#### [Text provided]
— Begin —

According to a report carried out by the Institute of Fiscal Studies, which analysed HMRC tax records, a fifth of businesses started by Britain’s sole traders don’t survive one year and the majority don’t survive five years. This research was funded by the Office for National Statistics through the Economic Statistics Centre of Excellence (ESCoE) and the Economic and Social Research Council.

Key findings from the report showed:

Between 2014 and 2015 the number of sole traders grew by almost 70,000, but this was the net effect of 650,000 sole traders starting up and 580,000 exiting;
This huge ‘churn’ in the self-employed population reflects that fact that most sole trader businesses close quickly: 20% within a year, and 60% by year five;
Between 2011 and 2015, 2.4 million people were operating as a sole trader each year, but 6 million people tried self-employed at some time over that period;
Combining business and employment activity is common but the share of the self-employed doing this (25%) has not changed over time.

Jonathan Cribb, Senior Research Economist at IFS, and report author said, “The growth in self-employment is an important and substantial change in the labour market. We show for the first time how misleading it is to discuss the self-employed as a fixed group – there is a huge churn in the self-employed population with hundreds of thousands of people trying a business venture and failing quickly each year. Despite the huge number of people starting and closing their businesses, it was actually those sole traders that remained in business during the recessions that drove the large fall in profits seen in that period.”

— End —

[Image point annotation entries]
— Begin —

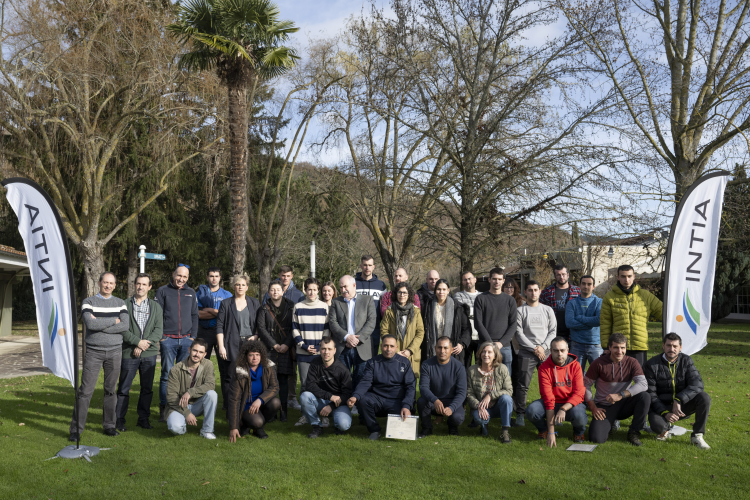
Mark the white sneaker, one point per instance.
(698, 441)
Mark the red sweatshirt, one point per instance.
(561, 384)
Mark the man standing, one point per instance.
(621, 392)
(562, 390)
(557, 296)
(351, 321)
(191, 393)
(467, 296)
(442, 389)
(139, 347)
(495, 316)
(582, 319)
(387, 386)
(626, 309)
(180, 308)
(369, 284)
(676, 391)
(328, 387)
(400, 276)
(106, 318)
(209, 298)
(536, 328)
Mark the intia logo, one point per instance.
(692, 315)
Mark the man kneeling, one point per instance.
(388, 386)
(442, 385)
(328, 385)
(190, 392)
(616, 398)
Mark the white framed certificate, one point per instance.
(401, 429)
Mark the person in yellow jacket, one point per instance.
(626, 309)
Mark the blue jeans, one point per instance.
(350, 358)
(585, 352)
(311, 406)
(576, 415)
(501, 410)
(172, 351)
(204, 405)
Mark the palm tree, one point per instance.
(241, 40)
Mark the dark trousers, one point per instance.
(94, 361)
(372, 406)
(146, 368)
(426, 409)
(636, 406)
(699, 405)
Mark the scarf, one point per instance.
(403, 314)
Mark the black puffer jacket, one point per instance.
(664, 389)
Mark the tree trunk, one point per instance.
(238, 173)
(92, 254)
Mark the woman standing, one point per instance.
(275, 331)
(445, 317)
(235, 323)
(403, 319)
(489, 390)
(252, 399)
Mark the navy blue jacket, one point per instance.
(388, 378)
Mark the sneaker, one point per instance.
(293, 404)
(634, 438)
(698, 441)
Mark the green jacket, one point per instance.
(179, 383)
(153, 331)
(629, 315)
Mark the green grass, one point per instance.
(144, 464)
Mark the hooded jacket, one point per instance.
(561, 384)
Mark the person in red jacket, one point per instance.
(562, 390)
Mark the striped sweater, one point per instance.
(99, 316)
(309, 325)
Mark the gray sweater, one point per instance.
(99, 316)
(537, 326)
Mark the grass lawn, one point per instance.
(143, 464)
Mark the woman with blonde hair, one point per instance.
(489, 390)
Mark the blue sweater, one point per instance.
(444, 382)
(390, 379)
(582, 318)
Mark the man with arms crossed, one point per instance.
(621, 392)
(328, 388)
(388, 386)
(536, 329)
(442, 389)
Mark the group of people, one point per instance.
(359, 350)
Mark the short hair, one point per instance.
(558, 339)
(497, 270)
(625, 267)
(201, 342)
(141, 275)
(388, 336)
(617, 338)
(593, 281)
(672, 336)
(101, 276)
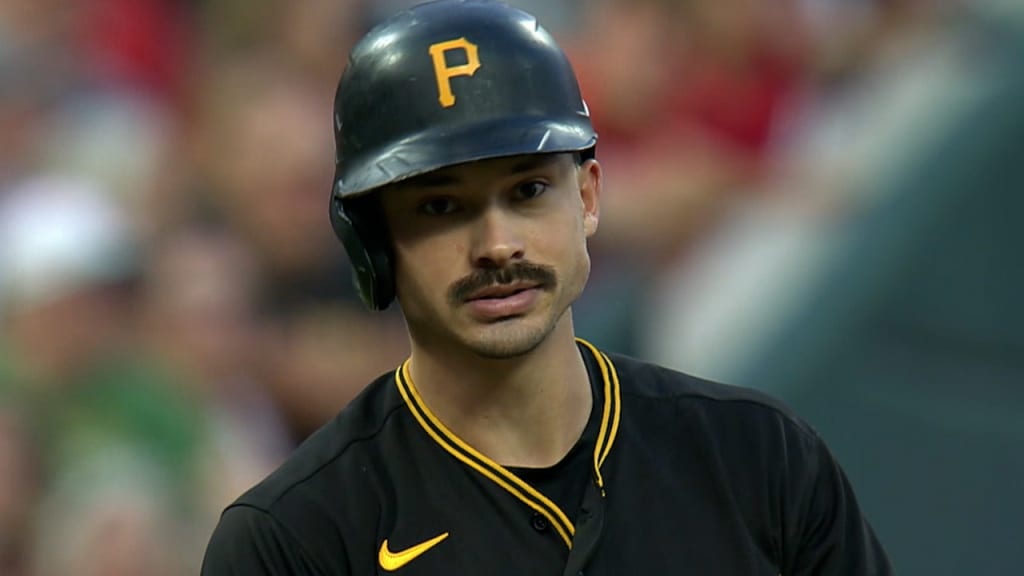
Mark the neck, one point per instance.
(526, 411)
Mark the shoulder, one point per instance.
(322, 459)
(652, 389)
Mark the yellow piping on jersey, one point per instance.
(500, 475)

— End —

#### [Requests]
**a.** According to the sole trader report, what share of the self-employed combine business and employment activity?
**b.** List every organization named in the sole trader report.
**c.** Extend the sole trader report past its final sentence.

#### [Answers for this exercise]
**a.** 25%, a share that has not changed over time.

**b.** Institute of Fiscal Studies (IFS), HMRC, Office for National Statistics, Economic Statistics Centre of Excellence (ESCoE), Economic and Social Research Council

**c.**
Helen Miller, Deputy Director of the IFS, and report author said,

“Policy discussions often overlook the huge diversity of activities and incomes of the self-employed. Our findings demonstrate that the self-employed span all sectors of the economy and while many have low and failing incomes, some are dramatically overrepresented in the top 1% of income taxpayers. Behind the staggering growth in business ownership – which is higher than in any other OECD country and is often hailed as a success - lies a hefty tax penalty on employment relative to self-employment. Preferential tax rates for business owners is a ‘one size fits all’ approach that fails to provide the support that some need while giving unjustifiable tax breaks and incentives to others. Low and falling incomes among the self-employed and low levels of investment among small businesses more broadly should lead us to question why we are incentivising people to quit employment and start their own business.”